__DATA SHOWN__:
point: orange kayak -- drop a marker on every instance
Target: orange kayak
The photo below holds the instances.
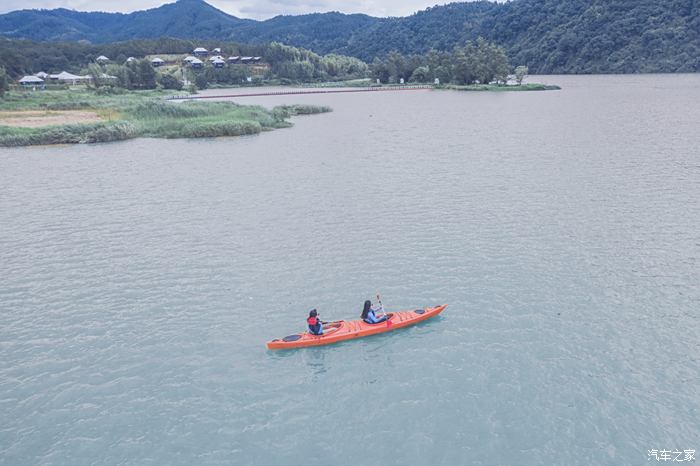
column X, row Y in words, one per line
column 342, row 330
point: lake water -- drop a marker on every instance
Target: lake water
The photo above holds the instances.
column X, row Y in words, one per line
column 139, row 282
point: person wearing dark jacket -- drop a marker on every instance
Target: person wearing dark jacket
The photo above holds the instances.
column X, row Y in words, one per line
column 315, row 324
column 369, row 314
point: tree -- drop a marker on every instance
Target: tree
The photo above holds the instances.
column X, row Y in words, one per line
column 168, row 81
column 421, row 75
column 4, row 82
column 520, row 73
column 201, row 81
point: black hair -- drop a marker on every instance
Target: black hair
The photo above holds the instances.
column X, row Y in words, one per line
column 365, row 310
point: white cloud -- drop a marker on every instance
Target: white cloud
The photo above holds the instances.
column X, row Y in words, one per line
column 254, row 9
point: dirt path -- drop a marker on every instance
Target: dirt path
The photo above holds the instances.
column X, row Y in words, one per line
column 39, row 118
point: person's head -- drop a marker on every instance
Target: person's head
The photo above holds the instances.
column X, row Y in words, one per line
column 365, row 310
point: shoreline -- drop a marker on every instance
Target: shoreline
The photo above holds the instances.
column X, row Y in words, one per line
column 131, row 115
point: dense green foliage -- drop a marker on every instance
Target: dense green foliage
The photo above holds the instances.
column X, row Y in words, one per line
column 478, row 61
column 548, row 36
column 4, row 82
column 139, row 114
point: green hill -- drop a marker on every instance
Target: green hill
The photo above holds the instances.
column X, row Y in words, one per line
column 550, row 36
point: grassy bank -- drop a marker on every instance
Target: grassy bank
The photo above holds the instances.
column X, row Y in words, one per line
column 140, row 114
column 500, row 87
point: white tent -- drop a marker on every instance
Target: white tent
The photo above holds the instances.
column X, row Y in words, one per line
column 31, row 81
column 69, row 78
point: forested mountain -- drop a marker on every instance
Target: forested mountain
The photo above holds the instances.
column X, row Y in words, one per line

__TASK REQUIREMENTS__:
Images in the records must not be repeated; everything else should be returned exactly.

__EXERCISE RESULT__:
point: orange kayak -- drop a marker on every instance
Target: orange kayak
The photo below holds the instances.
column X, row Y in words, one per line
column 342, row 330
point: lake water -- drop a marker on every instance
Target: lake water
The photo above holds the instances.
column X, row Y in words, one per line
column 139, row 282
point: person wearing dark jacket -- drop a marker on every instance
Target: person wearing dark jacket
The photo above holds the instances.
column X, row Y in words, one per line
column 315, row 324
column 369, row 314
point: tree -- drop a marker on every instance
Target: tree
The photo above holds the instances.
column X, row Y in words, one per line
column 168, row 81
column 421, row 75
column 4, row 82
column 520, row 73
column 201, row 81
point: black hair -- drop a marker on every instance
Target: black hair
The photo above holds the instances.
column X, row Y in words, one per line
column 365, row 310
point: white cloud -- drop a marker on every instance
Target: white cloud
The photo above holds the instances.
column X, row Y in words, one per line
column 254, row 9
point: dirt path -- drop a marker on every instance
Target: dirt path
The photo above holds the instances.
column X, row Y in words, one per line
column 39, row 118
point: person's head -- drop a marker on every instance
Target: person's head
The photo above holds the instances.
column X, row Y in words, one per line
column 365, row 310
point: shoreline -- drop a marker on every instance
Target: shoreline
The photo above holds the instances.
column X, row Y in words, one per line
column 131, row 115
point: dense green foliage -- drop a marker on every instance
Target: dense green foliage
The photo above holds the instances.
column X, row Y in words, one per line
column 478, row 61
column 548, row 36
column 4, row 82
column 139, row 114
point: green hill -- drop a marker on every instance
Target: green hill
The photo above holds the instances.
column X, row Y in words, one per line
column 550, row 36
point: grassy bank -- drop a marker on every instance
Target: grassy bank
The photo above holds the instances.
column X, row Y in words, one per line
column 140, row 114
column 500, row 87
point: white tent -- drop a marker on every instance
Target: white tent
The photo above holds the instances.
column X, row Y in words, one per line
column 31, row 81
column 69, row 78
point: forested mountain -- drop a marker on every instance
Target: forested mountain
The photo above holds the instances.
column X, row Y in words, one per line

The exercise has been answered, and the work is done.